Stated problem
Present every line of the items below as a Markdown table with two columns, Row and Line text. Give each line its own row, numbered in order, and leave out blank lines.

The data
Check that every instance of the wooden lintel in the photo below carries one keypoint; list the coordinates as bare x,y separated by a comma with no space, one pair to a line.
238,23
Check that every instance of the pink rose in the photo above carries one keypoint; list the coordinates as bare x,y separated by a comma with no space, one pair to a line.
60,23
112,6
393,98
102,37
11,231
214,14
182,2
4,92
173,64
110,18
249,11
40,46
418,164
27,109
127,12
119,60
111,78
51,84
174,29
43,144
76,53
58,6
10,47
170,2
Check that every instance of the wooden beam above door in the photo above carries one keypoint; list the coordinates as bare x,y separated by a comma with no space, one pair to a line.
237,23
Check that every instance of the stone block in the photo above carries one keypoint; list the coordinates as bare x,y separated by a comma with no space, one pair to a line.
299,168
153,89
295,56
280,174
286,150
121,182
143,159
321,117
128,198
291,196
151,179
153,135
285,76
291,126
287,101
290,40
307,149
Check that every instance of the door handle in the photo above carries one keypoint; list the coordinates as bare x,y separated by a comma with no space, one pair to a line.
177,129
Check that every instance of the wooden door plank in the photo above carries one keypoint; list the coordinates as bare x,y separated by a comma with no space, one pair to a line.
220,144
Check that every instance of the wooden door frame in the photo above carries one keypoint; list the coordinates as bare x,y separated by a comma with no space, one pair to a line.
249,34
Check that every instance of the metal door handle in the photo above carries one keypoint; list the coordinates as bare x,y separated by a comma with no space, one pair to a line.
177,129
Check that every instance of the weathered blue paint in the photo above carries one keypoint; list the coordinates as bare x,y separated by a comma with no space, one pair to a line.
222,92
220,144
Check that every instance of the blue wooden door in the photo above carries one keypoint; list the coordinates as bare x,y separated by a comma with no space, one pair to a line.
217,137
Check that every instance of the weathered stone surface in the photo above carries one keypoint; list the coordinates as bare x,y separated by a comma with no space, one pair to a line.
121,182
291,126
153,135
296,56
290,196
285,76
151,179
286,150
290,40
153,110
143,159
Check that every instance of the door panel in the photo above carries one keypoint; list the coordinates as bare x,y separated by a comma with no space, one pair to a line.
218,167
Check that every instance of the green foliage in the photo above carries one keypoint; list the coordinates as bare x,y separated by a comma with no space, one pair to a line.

Exercise output
| Row | Line text |
|---|---|
| 1 | Check that every instance of the wooden lintel in the photo below carries one keypoint; list the coordinates as bare x,y separated by a comma with no space, one pair to a line. |
| 2 | 238,23 |
| 3 | Check that every instance of the pink rose in the photo above carries one keypoint; list the coordinates as bare x,y separated by a comma with no space, one pair to a line. |
| 4 | 60,23 |
| 5 | 112,6 |
| 6 | 393,98 |
| 7 | 102,37 |
| 8 | 11,231 |
| 9 | 214,14 |
| 10 | 182,2 |
| 11 | 4,92 |
| 12 | 173,64 |
| 13 | 110,18 |
| 14 | 249,11 |
| 15 | 40,46 |
| 16 | 418,164 |
| 17 | 27,109 |
| 18 | 127,12 |
| 19 | 119,60 |
| 20 | 111,78 |
| 21 | 51,84 |
| 22 | 174,29 |
| 23 | 43,144 |
| 24 | 76,53 |
| 25 | 58,6 |
| 26 | 10,47 |
| 27 | 170,2 |
| 28 | Check that every instance of the wooden beam above door in the photo above carries one keypoint; list the coordinates as bare x,y separated by a comma with no space, one pair to a line. |
| 29 | 237,23 |
| 30 | Check that every instance of the stone block in the photo above carries one keypoint; list the coordinates as bare x,y separated by a comma with no space, one pair to a line. |
| 31 | 299,168 |
| 32 | 153,89 |
| 33 | 295,56 |
| 34 | 280,174 |
| 35 | 286,150 |
| 36 | 121,182 |
| 37 | 143,159 |
| 38 | 321,117 |
| 39 | 128,198 |
| 40 | 291,196 |
| 41 | 151,179 |
| 42 | 153,135 |
| 43 | 285,76 |
| 44 | 291,126 |
| 45 | 287,101 |
| 46 | 290,40 |
| 47 | 307,149 |
| 48 | Check that every instance of the door handle in the photo above carries one keypoint; list the coordinates as bare x,y separated by a comma with no space, one pair to a line. |
| 49 | 177,129 |
| 50 | Check that every instance of the wooden door plank in the photo above carries one keypoint; list the coordinates as bare x,y separated by a comma with no space, one pair to a line. |
| 51 | 220,144 |
| 52 | Check that every instance of the wooden door frame in the photo above carries one keypoint; list the coordinates as bare x,y separated by a comma with no space, one pair to a line. |
| 53 | 249,34 |
| 54 | Check that every instance of the metal door handle in the photo above carries one keypoint; list the coordinates as bare x,y separated by a comma with no space, one pair to a line. |
| 55 | 177,129 |
| 56 | Check that every instance of the weathered blue paint in the photo above carries one keypoint; list the coordinates as bare x,y separated by a comma with no space, one pair to a line. |
| 57 | 222,92 |
| 58 | 220,144 |
| 59 | Check that every instance of the blue wooden door in the photo above carries one keypoint; list the coordinates as bare x,y separated by a comma with no space, one pair to a line. |
| 60 | 217,137 |
| 61 | Check that every instance of the weathered stone surface in the photo above carries one keypoint; list the coordinates as bare x,y separated by a comma with no space, one pair to a line. |
| 62 | 121,182 |
| 63 | 291,126 |
| 64 | 153,135 |
| 65 | 296,56 |
| 66 | 290,196 |
| 67 | 285,76 |
| 68 | 151,179 |
| 69 | 286,150 |
| 70 | 290,40 |
| 71 | 153,110 |
| 72 | 143,159 |
| 73 | Check that every instance of the door panel in the photo above carries one keypoint; list the coordinates as bare x,y separated by a comma with no space, one pair to a line. |
| 74 | 218,167 |
| 75 | Check that every instance of the green foliage in the photo above carries one keypoint; list the coordinates as bare x,y separated by a comma with no space, one pair to a line. |